_Your tasks_.
a. Can you output, word for word, the part of the article on Ben Carson's marriage remarks that begins at "The co-director of" and ends after "practitioners of bestiality."?
b. Could you finish out the next part of the article on Ben Carson's marriage remarks, picking up after its last sentence?

#### Excerpted passage

The co-director of Johns Hopkins University's sexuality studies program is speaking out against his colleague Dr. Ben Carson's recent comments comparing supporters of marriage equality to members of NAMBLA and practitioners of bestiality.
“I don't think most people at Hopkins think what he says on this subject matters,” Professor Todd Shepard, co-director of the university's Program for the Study of Women, Gender, and Sexuality, said in a statement to Media Matters. “They make him look nasty, petty, and ill-informed. It doesn't tell us anything about his amazing abilities as a surgeon. It does remind us, however, that those abilities do not mean we should listen to what he says in any other domain.”
During a March 26 appearance on Fox News, Carson said, “Marriage is between a man and a woman. No group, be they gays, be they NAMBLA, be they people who believe in bestiality, it doesn't matter what they are. They don't get to change the definition.”
“So, it's not something against gays,” added the Johns Hopkins Hospital neurosurgery professor, who has recently become a sensation among the conservative media. “It's against anybody who wants to come along and change the fundamental definitions of pillars of society. It has significant ramifications.”

########
#### Data records

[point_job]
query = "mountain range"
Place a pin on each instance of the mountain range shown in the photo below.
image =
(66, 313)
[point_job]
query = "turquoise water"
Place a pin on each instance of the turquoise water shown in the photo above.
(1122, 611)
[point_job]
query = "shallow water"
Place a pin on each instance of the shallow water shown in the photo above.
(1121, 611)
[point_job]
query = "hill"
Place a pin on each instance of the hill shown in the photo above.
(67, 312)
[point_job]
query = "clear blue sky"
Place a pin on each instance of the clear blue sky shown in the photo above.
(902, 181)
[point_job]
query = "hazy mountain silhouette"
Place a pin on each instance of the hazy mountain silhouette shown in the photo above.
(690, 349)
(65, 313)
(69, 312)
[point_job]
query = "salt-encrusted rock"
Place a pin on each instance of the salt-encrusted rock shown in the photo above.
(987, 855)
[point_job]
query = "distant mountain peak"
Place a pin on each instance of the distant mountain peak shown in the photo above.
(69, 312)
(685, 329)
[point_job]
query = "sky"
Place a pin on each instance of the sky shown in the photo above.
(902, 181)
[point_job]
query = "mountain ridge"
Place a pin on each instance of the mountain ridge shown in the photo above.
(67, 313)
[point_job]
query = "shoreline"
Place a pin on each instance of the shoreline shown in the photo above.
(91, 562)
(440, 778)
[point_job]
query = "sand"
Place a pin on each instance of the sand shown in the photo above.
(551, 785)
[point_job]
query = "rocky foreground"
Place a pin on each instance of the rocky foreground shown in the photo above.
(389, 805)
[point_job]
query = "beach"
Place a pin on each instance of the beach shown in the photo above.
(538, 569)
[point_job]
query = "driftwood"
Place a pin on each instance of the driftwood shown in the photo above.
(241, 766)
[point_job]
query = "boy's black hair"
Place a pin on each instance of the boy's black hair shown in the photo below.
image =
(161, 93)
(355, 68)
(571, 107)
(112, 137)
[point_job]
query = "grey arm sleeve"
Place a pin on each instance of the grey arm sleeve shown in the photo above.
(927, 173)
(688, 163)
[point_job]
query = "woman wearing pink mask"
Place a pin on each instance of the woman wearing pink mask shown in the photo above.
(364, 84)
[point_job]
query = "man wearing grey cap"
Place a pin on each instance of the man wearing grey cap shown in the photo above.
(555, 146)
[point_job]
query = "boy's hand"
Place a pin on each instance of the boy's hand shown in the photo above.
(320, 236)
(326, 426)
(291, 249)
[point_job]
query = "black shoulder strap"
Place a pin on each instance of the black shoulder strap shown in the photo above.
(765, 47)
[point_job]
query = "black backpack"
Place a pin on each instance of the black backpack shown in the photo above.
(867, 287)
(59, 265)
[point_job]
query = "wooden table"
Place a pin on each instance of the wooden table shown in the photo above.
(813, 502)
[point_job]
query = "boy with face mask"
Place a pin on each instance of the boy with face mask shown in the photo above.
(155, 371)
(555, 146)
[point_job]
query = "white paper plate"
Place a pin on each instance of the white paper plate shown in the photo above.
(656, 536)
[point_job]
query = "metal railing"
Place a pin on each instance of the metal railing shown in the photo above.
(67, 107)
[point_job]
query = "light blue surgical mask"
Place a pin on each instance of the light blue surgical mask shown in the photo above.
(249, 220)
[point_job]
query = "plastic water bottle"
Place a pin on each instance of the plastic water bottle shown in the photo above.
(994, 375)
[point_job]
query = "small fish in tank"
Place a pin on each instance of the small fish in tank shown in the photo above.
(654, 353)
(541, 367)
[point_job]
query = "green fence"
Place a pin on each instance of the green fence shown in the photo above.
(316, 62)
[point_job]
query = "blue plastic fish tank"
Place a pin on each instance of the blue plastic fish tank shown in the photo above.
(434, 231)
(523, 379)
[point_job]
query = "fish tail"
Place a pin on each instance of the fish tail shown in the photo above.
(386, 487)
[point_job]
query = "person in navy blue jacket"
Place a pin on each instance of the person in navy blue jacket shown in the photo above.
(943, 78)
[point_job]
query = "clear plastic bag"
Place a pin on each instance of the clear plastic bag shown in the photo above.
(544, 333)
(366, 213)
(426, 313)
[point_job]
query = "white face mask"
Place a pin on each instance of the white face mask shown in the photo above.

########

_Written answers_.
a.
The co-director of Johns Hopkins University's sexuality studies program is speaking out against his colleague Dr. Ben Carson's recent comments comparing supporters of marriage equality to members of NAMBLA and practitioners of bestiality.

b.
Business Insider described Carson's appearance as a “trainwreck of an interview,” while Slate's David Weigel wrote that the professor, who has been heavily promoted by Fox News in recent months and is reportedly seeking to host a television show after he retires from Johns Hopkins later this year, “took a sharp turn into Gaffe City.” Baltimore Sun media critic David Zurawik wrote that Fox had “created a climate” for Carson's “partisan, polarizing and possibly hurtful language.”
Shepard, who teaches French history as well as gender and sexuality studies, compared Carson to the French intellectuals who supported the prosecution of Alfred Dreyfus at the turn of the 20th century.
“I admire Dr. Carson as a neurosurgeon, but his intervention into this debate proves that, like those who defended the Army and the Church against Dreyfus, he prefers to defend the ways things have been rather than individual rights and to deny that informed and rational debate is a better basis for making decisions than received wisdom,” said Shepard. “I doubt that he would apply these lessons to his professional life. In this case, where he knows nothing more than hearsay, the good doctor is wrong about the history.”
Shepard concluded that these “reactionary and rancid claims do remind us of how far the general discussion has advanced beyond Dr. Carson and his far-right audience.”
The full statement from Shepard:
The term intellectual emerged around the late-19th-century Dreyfus Affair, when writers, artists, and academics spoke out in the name of impartial justice and individual rights in defense of a man unjustly condemned because he was a Jew, while others insisted that a defense of the established order (notably the Church) required supporting the conviction. Intellectuals, then, are individuals who use their expertise in one esteemed area of human endeavor, science, for example, to intervene in the public debate on topics outside of their specific expertise.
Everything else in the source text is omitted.